§ **Exercise objective**
Return each line of the listing below that contains the string "shape". The match is case-sensitive.

§ **Provided material**
>> Begin

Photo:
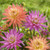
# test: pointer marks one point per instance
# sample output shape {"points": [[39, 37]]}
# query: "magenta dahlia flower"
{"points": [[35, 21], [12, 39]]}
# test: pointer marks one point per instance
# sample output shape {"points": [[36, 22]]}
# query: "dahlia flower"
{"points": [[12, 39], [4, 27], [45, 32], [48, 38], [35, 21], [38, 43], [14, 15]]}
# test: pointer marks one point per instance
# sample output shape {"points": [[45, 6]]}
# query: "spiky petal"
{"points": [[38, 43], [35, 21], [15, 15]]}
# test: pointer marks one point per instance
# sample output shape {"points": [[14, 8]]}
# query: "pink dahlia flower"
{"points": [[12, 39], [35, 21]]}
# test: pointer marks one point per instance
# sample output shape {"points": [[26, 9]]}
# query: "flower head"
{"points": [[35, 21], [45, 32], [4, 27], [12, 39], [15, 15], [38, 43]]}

>> End
>> Begin

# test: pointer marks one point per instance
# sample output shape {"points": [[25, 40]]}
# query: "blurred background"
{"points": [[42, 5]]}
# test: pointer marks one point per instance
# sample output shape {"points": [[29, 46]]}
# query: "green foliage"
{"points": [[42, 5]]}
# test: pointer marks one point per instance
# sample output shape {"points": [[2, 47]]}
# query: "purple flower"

>> End

§ **Task answer**
# sample output shape {"points": [[39, 37]]}
# sample output shape {"points": [[36, 22]]}
# sample output shape {"points": [[45, 6]]}
# sample output shape {"points": [[14, 8]]}
# sample output shape {"points": [[26, 9]]}
# sample output shape {"points": [[25, 40]]}
# sample output shape {"points": [[29, 46]]}
# sample output shape {"points": [[2, 47]]}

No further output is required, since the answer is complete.